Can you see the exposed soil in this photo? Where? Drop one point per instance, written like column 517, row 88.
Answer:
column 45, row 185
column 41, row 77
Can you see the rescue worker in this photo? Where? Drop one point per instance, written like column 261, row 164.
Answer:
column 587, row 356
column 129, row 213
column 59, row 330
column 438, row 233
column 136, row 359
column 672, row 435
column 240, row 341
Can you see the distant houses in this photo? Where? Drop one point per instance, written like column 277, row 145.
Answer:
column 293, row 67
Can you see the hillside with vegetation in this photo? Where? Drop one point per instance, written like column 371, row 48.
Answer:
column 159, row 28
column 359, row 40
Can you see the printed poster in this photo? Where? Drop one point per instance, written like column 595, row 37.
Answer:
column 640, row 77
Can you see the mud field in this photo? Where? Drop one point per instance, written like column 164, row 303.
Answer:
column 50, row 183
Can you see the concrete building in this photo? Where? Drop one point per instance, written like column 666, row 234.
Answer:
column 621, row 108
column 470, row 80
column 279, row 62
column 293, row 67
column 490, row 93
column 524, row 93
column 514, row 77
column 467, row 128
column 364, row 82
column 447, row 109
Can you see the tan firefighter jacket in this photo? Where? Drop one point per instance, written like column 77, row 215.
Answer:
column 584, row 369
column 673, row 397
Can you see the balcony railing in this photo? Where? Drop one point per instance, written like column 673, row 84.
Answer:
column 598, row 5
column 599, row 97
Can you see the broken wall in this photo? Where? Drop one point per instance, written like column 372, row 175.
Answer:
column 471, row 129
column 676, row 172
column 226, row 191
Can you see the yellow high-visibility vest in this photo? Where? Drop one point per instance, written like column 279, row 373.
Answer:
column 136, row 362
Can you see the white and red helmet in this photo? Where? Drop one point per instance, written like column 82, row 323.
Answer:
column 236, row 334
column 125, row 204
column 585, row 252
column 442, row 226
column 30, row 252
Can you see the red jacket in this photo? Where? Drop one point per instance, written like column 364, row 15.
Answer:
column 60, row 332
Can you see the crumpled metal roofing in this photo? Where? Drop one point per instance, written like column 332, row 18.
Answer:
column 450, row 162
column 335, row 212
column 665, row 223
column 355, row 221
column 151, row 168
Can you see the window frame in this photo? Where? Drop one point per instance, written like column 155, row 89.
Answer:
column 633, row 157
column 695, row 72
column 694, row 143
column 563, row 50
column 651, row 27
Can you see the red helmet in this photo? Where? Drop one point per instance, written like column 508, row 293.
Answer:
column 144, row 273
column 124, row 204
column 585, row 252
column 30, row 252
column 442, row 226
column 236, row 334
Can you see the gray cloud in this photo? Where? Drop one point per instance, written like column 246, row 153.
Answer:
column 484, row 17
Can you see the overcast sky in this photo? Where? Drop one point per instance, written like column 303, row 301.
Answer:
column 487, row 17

---

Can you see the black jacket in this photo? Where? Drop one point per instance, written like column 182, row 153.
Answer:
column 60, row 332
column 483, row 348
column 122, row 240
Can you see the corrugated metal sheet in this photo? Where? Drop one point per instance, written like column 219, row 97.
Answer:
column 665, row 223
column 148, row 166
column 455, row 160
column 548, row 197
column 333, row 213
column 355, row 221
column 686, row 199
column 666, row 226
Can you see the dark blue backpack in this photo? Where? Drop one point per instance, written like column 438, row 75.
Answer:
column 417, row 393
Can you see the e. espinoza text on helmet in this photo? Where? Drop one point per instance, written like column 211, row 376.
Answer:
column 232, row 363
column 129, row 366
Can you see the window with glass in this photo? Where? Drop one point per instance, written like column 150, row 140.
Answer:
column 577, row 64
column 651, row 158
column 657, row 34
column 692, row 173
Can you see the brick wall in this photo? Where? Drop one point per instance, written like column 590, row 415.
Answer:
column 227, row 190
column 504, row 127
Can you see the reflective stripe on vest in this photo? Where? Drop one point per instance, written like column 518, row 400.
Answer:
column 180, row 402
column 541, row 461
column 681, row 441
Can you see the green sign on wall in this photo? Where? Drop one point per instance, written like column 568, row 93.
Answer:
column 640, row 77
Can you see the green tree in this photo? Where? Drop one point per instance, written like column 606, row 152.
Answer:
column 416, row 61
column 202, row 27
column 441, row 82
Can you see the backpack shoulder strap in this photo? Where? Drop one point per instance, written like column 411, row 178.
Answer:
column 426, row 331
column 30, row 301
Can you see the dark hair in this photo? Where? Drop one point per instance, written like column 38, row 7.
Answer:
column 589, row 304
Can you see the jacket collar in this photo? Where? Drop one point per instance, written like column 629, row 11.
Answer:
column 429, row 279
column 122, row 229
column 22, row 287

TO DO:
Quote word for word the stretch of lines from the one containing "Can you see the backpack" through the one containing "column 22, row 287".

WORKED SOLUTION:
Can you see the backpack shoulder strap in this photo? Where? Drop one point per instance, written like column 411, row 178.
Answer:
column 426, row 331
column 30, row 301
Can you see the dark hair in this photo? Where? Drop one point per instance, written like column 38, row 7.
Answer:
column 589, row 304
Can you see the jacket collar in this photo? Where? Drop one point per instance, written like column 629, row 11.
Answer:
column 429, row 279
column 122, row 229
column 22, row 287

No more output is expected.